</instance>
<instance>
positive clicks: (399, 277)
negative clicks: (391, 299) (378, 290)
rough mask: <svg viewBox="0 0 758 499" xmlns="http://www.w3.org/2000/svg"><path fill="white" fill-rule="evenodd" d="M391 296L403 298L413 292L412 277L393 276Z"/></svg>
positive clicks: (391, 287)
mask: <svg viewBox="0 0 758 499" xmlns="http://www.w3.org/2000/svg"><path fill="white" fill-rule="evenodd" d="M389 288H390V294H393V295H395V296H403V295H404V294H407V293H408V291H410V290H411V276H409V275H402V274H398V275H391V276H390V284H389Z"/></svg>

▶ **Exercise prompt**:
Provide a verbatim reproduction of all the records.

▶ **Response**:
</instance>
<instance>
positive clicks: (399, 277)
negative clicks: (391, 299) (378, 290)
rough mask: <svg viewBox="0 0 758 499" xmlns="http://www.w3.org/2000/svg"><path fill="white" fill-rule="evenodd" d="M391 296L403 298L413 292L412 277L393 276Z"/></svg>
positive clicks: (391, 287)
mask: <svg viewBox="0 0 758 499" xmlns="http://www.w3.org/2000/svg"><path fill="white" fill-rule="evenodd" d="M389 288H390V294H393V295H395V296H403V295H404V294H407V293H408V291H410V290H411V276H409V275H402V274H398V275H391V276H390V284H389Z"/></svg>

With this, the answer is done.